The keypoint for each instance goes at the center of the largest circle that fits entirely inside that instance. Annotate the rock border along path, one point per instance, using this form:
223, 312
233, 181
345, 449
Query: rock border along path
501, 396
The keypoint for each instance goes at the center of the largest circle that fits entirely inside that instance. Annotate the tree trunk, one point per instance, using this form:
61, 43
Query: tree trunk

····················

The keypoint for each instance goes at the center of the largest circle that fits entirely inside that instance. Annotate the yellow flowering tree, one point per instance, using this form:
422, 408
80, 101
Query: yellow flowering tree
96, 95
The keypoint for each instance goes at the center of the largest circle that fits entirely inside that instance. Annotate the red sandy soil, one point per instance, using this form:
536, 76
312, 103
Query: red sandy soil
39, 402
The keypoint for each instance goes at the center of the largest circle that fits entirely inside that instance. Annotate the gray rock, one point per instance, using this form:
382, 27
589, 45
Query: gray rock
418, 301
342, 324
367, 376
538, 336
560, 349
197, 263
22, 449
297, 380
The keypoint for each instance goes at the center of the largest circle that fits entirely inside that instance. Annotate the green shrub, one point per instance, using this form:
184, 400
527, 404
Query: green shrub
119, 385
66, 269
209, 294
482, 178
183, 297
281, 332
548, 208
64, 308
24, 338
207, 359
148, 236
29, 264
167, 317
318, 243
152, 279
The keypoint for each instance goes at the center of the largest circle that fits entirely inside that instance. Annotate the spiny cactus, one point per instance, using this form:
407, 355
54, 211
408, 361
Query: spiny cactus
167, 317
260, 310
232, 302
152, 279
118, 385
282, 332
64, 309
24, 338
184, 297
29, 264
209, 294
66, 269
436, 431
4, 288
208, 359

····················

Rewrite everything from the row containing "Annotate the rock" down to the row containing "Query: tree trunk", changing "keypoint" to "marker" and leaving all else unchanged.

The marker for each instance goes at the center of the largest circle that fits entirely inside that instance. Annotate the rock border along path, one point per instance, using this form:
223, 312
233, 181
345, 449
Query: rock border along path
501, 396
The marker for each instance goes at the center of the largest circle that fits entirely inside that instance. Annotate the tree trunk, one point per instance, using this form:
61, 43
Query: tree trunk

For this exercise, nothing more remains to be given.